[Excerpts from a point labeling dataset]
★ ★ ★ ★ ★

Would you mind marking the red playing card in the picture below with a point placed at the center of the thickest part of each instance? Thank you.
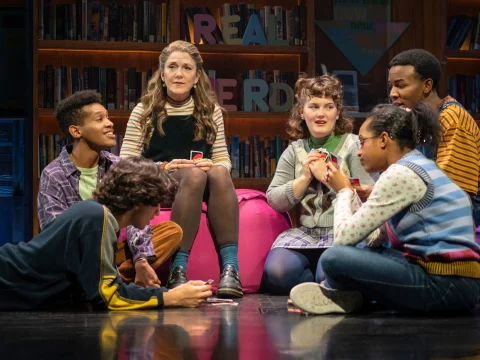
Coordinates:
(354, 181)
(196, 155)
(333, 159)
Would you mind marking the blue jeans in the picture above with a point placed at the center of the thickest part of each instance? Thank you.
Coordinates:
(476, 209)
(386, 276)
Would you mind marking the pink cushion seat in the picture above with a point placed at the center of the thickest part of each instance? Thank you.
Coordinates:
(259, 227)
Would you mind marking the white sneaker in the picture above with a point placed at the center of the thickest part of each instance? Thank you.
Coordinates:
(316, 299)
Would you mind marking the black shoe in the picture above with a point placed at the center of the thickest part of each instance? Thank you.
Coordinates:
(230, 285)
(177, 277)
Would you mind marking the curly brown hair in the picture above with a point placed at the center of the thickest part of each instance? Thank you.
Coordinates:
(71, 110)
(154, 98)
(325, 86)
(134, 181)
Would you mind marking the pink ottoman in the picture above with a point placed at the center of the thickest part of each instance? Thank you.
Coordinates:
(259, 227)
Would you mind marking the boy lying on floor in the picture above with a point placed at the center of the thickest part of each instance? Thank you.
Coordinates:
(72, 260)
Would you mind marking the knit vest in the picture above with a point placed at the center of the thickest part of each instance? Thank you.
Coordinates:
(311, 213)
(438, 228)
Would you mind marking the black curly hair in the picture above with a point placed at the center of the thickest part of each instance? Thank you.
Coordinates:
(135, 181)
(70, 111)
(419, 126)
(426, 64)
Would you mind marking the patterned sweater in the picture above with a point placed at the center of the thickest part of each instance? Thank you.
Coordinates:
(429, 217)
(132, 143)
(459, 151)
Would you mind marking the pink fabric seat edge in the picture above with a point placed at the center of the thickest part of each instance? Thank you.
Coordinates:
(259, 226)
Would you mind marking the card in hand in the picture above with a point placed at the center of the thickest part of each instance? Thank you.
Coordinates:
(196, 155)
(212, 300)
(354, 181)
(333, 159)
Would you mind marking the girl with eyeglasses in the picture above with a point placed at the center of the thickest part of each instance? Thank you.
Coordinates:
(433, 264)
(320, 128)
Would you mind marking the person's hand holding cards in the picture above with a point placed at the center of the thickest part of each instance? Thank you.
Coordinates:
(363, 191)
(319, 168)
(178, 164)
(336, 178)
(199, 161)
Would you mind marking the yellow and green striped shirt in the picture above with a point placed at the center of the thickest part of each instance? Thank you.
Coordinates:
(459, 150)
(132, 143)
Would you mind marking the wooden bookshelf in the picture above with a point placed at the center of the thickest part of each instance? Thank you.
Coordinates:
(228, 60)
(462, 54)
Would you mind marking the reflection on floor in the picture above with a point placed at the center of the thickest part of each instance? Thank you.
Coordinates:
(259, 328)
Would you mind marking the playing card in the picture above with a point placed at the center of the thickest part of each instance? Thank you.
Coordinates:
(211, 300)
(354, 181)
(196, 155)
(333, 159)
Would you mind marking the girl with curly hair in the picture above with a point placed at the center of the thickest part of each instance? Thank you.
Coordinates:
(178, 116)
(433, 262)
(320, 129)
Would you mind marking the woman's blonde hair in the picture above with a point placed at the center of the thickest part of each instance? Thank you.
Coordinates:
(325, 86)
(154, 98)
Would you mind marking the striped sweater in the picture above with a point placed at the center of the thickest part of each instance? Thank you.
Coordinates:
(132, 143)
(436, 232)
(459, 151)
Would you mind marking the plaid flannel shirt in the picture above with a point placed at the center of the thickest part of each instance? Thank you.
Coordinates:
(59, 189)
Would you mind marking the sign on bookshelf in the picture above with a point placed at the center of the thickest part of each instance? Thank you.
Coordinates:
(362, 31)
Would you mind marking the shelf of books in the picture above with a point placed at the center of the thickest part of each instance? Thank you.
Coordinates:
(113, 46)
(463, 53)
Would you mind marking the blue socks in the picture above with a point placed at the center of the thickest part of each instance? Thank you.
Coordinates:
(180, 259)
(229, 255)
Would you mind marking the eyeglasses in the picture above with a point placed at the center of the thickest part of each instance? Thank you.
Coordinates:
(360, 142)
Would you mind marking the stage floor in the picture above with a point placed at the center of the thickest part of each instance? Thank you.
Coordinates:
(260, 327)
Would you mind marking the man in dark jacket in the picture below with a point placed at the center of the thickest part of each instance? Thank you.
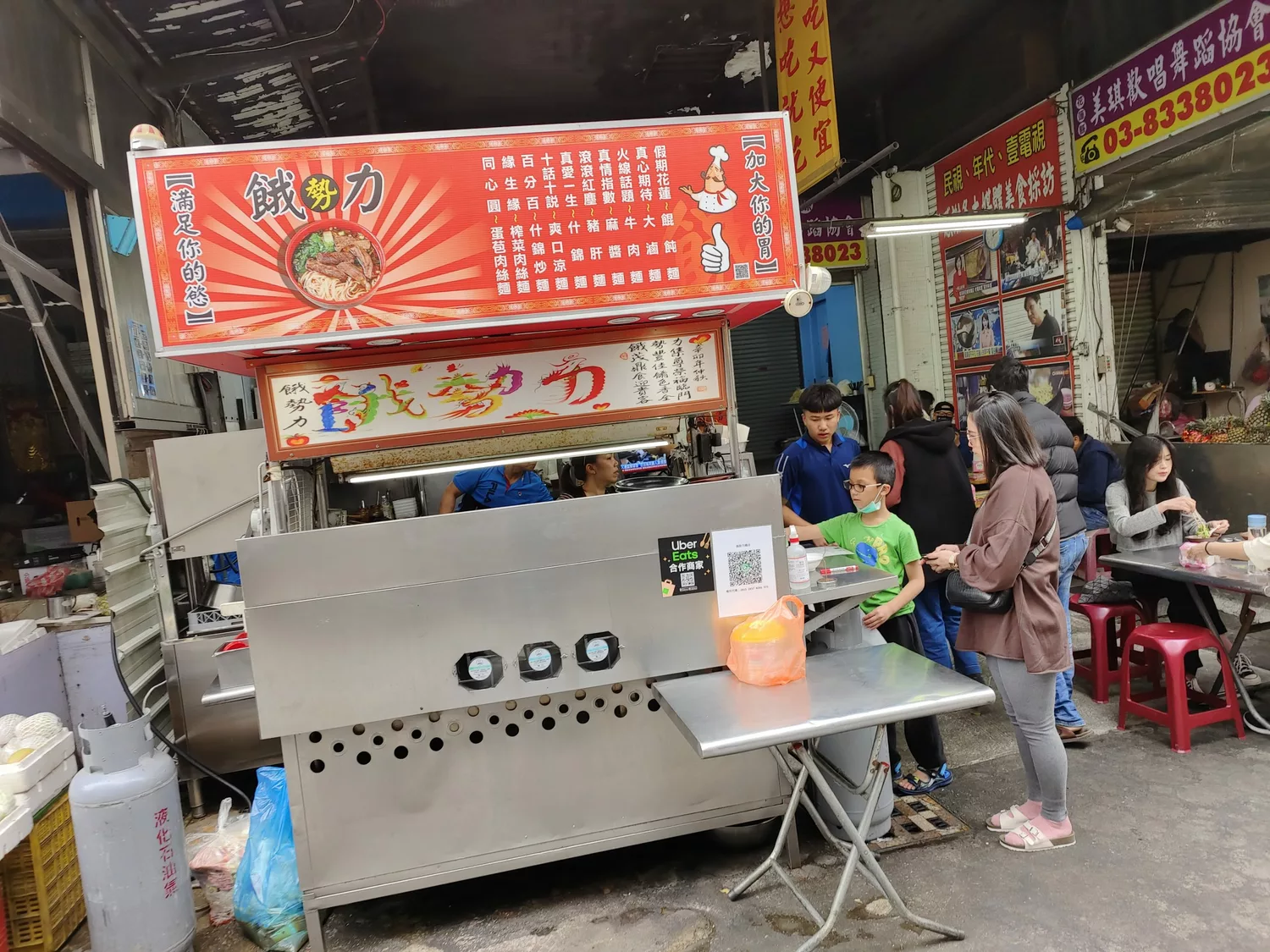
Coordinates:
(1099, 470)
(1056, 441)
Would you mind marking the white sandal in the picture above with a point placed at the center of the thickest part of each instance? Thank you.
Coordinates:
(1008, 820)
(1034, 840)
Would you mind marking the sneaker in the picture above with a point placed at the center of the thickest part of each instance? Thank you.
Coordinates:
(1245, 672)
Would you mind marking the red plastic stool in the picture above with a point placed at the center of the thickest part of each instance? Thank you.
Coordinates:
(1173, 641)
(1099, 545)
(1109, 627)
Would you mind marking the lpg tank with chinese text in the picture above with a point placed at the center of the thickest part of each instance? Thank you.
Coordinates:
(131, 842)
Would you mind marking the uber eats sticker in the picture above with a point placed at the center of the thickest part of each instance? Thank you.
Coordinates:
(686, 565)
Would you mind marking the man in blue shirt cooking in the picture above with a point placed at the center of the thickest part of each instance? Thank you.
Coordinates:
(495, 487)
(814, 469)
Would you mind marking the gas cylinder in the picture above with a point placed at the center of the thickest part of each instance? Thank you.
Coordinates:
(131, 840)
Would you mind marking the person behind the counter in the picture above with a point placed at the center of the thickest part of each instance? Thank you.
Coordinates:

★ ★ ★ ★ ★

-- Exercise directions --
Render every line of the records above as a Markdown table with the columns "Row" and "Line", skipping blank lines and leaving out the pictures.

-- Reply to the task --
| Row | Line |
|---|---|
| 1 | Would you mind marking the red playing card in the picture below with a point placed at the center of the thickest part of each instance? Thank you. |
| 2 | Coordinates: |
| 3 | (354, 181) |
| 4 | (196, 155) |
| 5 | (333, 159) |
| 6 | Would you mind marking the blue jeans in the picture above with a point placed at the center of the thickest part of each instance? Thank you. |
| 7 | Coordinates: |
| 8 | (476, 209) |
| 9 | (386, 276) |
| 10 | Would you mind marking the pink cushion seat in the picture above with a point placed at the center of the thickest part of each instance? Thank you. |
| 11 | Coordinates: |
| 12 | (259, 227) |
| 13 | Would you mind marking the white sneaker in the picture above with a point placed at the center of the thickest part of each instance? Thank you. |
| 14 | Coordinates: |
| 15 | (316, 299) |
| 16 | Would you mind marking the black shoe in the picture above with a point placed at the center of the thickest part of each instance? Thank you. |
| 17 | Coordinates: |
| 18 | (230, 285) |
| 19 | (177, 277) |
| 20 | Would you mind marking the curly brown hair in the picture above with a point placed at the center of the thickest part of each instance? Thank you. |
| 21 | Coordinates: |
| 22 | (71, 110) |
| 23 | (154, 98) |
| 24 | (325, 86) |
| 25 | (134, 181) |
| 26 | Would you mind marking the pink ottoman in the picture above with a point placed at the center of the thickest part of each instance? Thank you. |
| 27 | Coordinates: |
| 28 | (259, 227) |
| 29 | Would you mind marking the boy lying on floor in the picture above with a point placed at the center of the thickest part of each instance? Thank you. |
| 30 | Coordinates: |
| 31 | (72, 260) |
| 32 | Would you mind marking the knit vest in the picture above with a point placed at the center of the thickest part of each instance? Thank you. |
| 33 | Coordinates: |
| 34 | (311, 213) |
| 35 | (438, 228) |
| 36 | Would you mind marking the black curly hair in the picture above with a point placed at the center of the thickest part of each instance? Thank you. |
| 37 | Coordinates: |
| 38 | (135, 181) |
| 39 | (70, 111) |
| 40 | (419, 126) |
| 41 | (426, 64) |
| 42 | Would you mind marking the patterned sweater in the picture above with a point placed at the center of the thickest part of each instance? Thank you. |
| 43 | Coordinates: |
| 44 | (429, 217) |
| 45 | (132, 143) |
| 46 | (459, 151) |
| 47 | Would you mind marking the pink fabric seat edge in the picture above with a point placed at the center of the thickest part of each instance? Thank you. |
| 48 | Coordinates: |
| 49 | (259, 226) |
| 50 | Would you mind marking the card in hand in the picture above with a point placed at the center of the thickest part of each instance? Thank you. |
| 51 | Coordinates: |
| 52 | (196, 155) |
| 53 | (212, 300) |
| 54 | (354, 181) |
| 55 | (333, 159) |
| 56 | Would you mind marking the girl with eyeglasses in the picture above with a point placed at the center of the thickest part of each instance? Thank you. |
| 57 | Coordinates: |
| 58 | (433, 264) |
| 59 | (320, 128) |
| 60 | Would you mind marking the person's hand holding cards in the picture above with a point placed at the center of the thickest part of each instance? Thank you. |
| 61 | Coordinates: |
| 62 | (363, 191) |
| 63 | (319, 168) |
| 64 | (178, 164) |
| 65 | (336, 178) |
| 66 | (199, 161) |
| 67 | Would you mind marking the yellow and green striped shirt in the picture above with a point placed at the center of the thickest part of each instance? Thank you. |
| 68 | Coordinates: |
| 69 | (459, 150) |
| 70 | (132, 143) |
| 71 | Would you mind marking the wooden bookshelf in the picture above with a point placed at the center of the thickest part of each instance? Thank you. |
| 72 | Coordinates: |
| 73 | (228, 60) |
| 74 | (462, 54) |
| 75 | Would you mind marking the reflection on floor in the picture above with a point placed at the center of the thickest part of each instance? Thank you. |
| 76 | Coordinates: |
| 77 | (259, 328) |
| 78 | Would you mind marking the playing card in the picture above with a point placed at the center of the thickest part of each instance? Thank you. |
| 79 | Coordinates: |
| 80 | (211, 300) |
| 81 | (354, 181) |
| 82 | (196, 155) |
| 83 | (333, 159) |
| 84 | Would you mind marking the girl with curly hair in the picture above with a point placed at the center of the thickest part of each instance? Thank you. |
| 85 | Coordinates: |
| 86 | (178, 116) |
| 87 | (433, 262) |
| 88 | (320, 129) |
| 89 | Would you mind marking the woman's blonde hair in the picture above with a point placed at the center of the thickest part of each instance? Thank you. |
| 90 | Coordinates: |
| 91 | (325, 86) |
| 92 | (154, 98) |
| 93 | Would you mind marking the striped sweater in the picture above with a point placed at the center of the thickest part of each instance? Thank you. |
| 94 | Coordinates: |
| 95 | (132, 143) |
| 96 | (436, 232) |
| 97 | (459, 151) |
| 98 | Would you mind marking the plaid flannel shirt in the picture above with a point placed at the center of the thickest part of each instance? Thank you. |
| 99 | Coordinates: |
| 100 | (59, 189) |
| 101 | Would you mind marking the sign on bookshelf in the picture above with a point placed at the center of the thickest part of each instance? Thank you. |
| 102 | Coordinates: |
| 103 | (362, 31) |
| 104 | Would you mind marking the shelf of books in the picture above with a point placed at the center of the thickest part of each instance? Thank you. |
| 105 | Coordinates: |
| 106 | (113, 46) |
| 107 | (463, 53) |
| 108 | Would you mind marking the blue socks in the picture above with a point placed at the center of the thickest part of each instance? Thank you. |
| 109 | Coordinates: |
| 110 | (180, 259) |
| 111 | (229, 255) |
| 112 | Would you mind marking the eyeglasses in the picture above with a point placed at the center of the thickest part of each instance? Thank you. |
| 113 | Coordinates: |
| 114 | (360, 142) |
| 115 | Would you mind marking the stage floor in the picture above with a point placed at the center of the thickest part of each instance? Thank you. |
| 116 | Coordinates: |
| 117 | (260, 327) |
| 118 | Would you mind marking the man in dark jacket in the picture below with a point placed at the center of the thickest part of each instance? Thank you. |
| 119 | Coordinates: |
| 120 | (1099, 470) |
| 121 | (1056, 441) |
| 122 | Would you mind marking the white sandal in the picture above with a point placed at the center of the thickest part of each instance? Thank you. |
| 123 | Coordinates: |
| 124 | (1008, 820) |
| 125 | (1034, 840) |
| 126 | Would you mind marking the sneaker in the picture above with a point placed at the center of the thickest part of each instance? Thank you. |
| 127 | Coordinates: |
| 128 | (1245, 672) |
| 129 | Would you mind marking the red plastic stool in the picture above with a point placed at the center of the thickest part of each instance? Thank you. |
| 130 | Coordinates: |
| 131 | (1173, 641) |
| 132 | (1099, 545) |
| 133 | (1109, 627) |
| 134 | Would you mind marking the lpg tank with chinese text in the picture above with a point placed at the center of the thickest part of each instance? Thank you. |
| 135 | Coordinates: |
| 136 | (131, 842) |
| 137 | Would you mind marking the uber eats sticker in the picture above with a point placed at the center of the thickest part of each instance? Thank you. |
| 138 | Coordinates: |
| 139 | (686, 565) |
| 140 | Would you mind marking the man in blue shirt cooking in the picture above with a point placed at the center of the thickest part of each instance? Thank you. |
| 141 | Coordinates: |
| 142 | (495, 487) |
| 143 | (814, 469) |
| 144 | Would you mind marking the gas cylinder in the picture above with a point placed at the center of the thickest part of each instance? Thank you. |
| 145 | Coordinates: |
| 146 | (131, 840) |
| 147 | Would you mind marking the person behind the counter in the picture above with a point placed at the center of the thickest part of each instance? Thank you. |
| 148 | Coordinates: |